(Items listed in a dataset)
★ ★ ★ ★ ★
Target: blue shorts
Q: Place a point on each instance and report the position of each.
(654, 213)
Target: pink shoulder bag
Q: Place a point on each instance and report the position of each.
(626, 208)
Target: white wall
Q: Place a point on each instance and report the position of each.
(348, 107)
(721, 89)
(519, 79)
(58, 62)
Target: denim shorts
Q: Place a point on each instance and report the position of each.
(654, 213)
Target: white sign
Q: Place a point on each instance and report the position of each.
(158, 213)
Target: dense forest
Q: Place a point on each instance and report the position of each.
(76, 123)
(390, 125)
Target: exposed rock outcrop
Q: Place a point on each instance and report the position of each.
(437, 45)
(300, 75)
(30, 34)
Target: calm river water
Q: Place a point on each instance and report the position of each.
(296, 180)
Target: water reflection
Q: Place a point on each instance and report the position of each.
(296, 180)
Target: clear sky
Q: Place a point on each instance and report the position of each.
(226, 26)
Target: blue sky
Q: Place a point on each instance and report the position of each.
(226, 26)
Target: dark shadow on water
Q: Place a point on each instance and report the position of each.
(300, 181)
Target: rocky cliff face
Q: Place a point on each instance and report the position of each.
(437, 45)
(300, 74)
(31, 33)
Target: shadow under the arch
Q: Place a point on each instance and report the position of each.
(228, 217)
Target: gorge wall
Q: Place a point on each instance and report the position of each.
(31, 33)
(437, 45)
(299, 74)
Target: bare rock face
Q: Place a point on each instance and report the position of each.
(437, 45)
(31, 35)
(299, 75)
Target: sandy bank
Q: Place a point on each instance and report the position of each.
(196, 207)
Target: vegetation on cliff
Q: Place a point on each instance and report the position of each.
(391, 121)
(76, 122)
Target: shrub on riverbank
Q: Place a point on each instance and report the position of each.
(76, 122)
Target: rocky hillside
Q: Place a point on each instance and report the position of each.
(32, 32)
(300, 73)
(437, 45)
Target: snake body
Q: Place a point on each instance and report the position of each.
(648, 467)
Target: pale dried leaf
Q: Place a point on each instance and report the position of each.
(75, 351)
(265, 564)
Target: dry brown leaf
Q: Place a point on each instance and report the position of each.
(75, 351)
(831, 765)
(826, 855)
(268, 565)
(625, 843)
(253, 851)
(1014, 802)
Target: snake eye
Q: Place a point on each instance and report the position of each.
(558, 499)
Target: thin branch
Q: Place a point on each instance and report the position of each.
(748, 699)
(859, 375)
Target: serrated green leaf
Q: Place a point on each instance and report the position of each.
★ ★ ★ ★ ★
Instructions for the task: Put the rows above into a numbered list, leaving out any blank lines.

Full output:
1. Target: blue shorts
2. Q: Place a point on each instance and report the position of each.
3. (654, 213)
4. Target: pink shoulder bag
5. Q: Place a point on each instance and report the position of each.
6. (626, 208)
7. Target: white wall
8. Q: Place a point on each instance and report the position of each.
9. (348, 107)
10. (721, 89)
11. (519, 79)
12. (58, 62)
13. Target: denim shorts
14. Q: Place a point on each instance and report the position of each.
15. (654, 213)
16. Target: white sign
17. Q: Place a point on each instance and report the position of each.
18. (158, 213)
19. Target: dense forest
20. Q: Place a point on each instance and report the position of each.
21. (76, 123)
22. (390, 125)
23. Target: exposed rock outcrop
24. Q: Place a point on each instance and report the position of each.
25. (437, 45)
26. (300, 75)
27. (30, 34)
28. Target: calm river water
29. Q: Place a point on each instance and report the position of each.
30. (296, 180)
31. Target: water reflection
32. Q: Place a point on each instance and report the position of each.
33. (296, 180)
34. Target: clear sky
35. Q: Place a point on each instance and report the position of each.
36. (226, 26)
37. Target: blue sky
38. Q: Place a point on each instance and report the position of each.
39. (226, 26)
40. Target: dark shadow on water
41. Q: Place a point on each instance and report the position of each.
42. (300, 181)
43. Target: rocky cliff face
44. Q: Place a point on each instance and report the position of each.
45. (437, 45)
46. (300, 74)
47. (31, 33)
48. Target: shadow under the arch
49. Q: Place a point on each instance and report the position of each.
50. (228, 217)
51. Target: gorge wall
52. Q: Place a point on each instance and report the position of each.
53. (31, 33)
54. (437, 45)
55. (299, 74)
56. Target: bare rock face
57. Q: Place a point on each instance and report the position of each.
58. (437, 45)
59. (31, 35)
60. (299, 75)
61. Target: sandy bank
62. Q: Place a point on each instance and report the position of each.
63. (196, 207)
64. Target: vegetation on cliff
65. Q: Place a point on each instance and report the position of each.
66. (391, 121)
67. (76, 122)
68. Target: shrub on riverbank
69. Q: Place a point on each instance and report the position of each.
70. (76, 122)
71. Target: rocky hillside
72. Q: Place a point on each instance and report the position of each.
73. (32, 32)
74. (300, 73)
75. (437, 45)
76. Target: snake body
77. Q: Place a point on each instance and report the position of each.
78. (648, 467)
79. Target: pale dried leaf
80. Q: Place a point on each instance and report the position of each.
81. (75, 351)
82. (265, 564)
83. Target: dry brown leaf
84. Q: Place a point on each instance and report the position of each.
85. (75, 351)
86. (831, 765)
87. (826, 855)
88. (268, 565)
89. (625, 843)
90. (253, 851)
91. (1014, 802)
92. Target: snake eye
93. Q: Place a point on each instance and report the position of each.
94. (558, 499)
95. Target: thin branch
96. Q: Place a point on each instance and report the position of each.
97. (748, 699)
98. (859, 375)
99. Target: serrated green leaf
100. Q: Place a point on each instance and report the position of each.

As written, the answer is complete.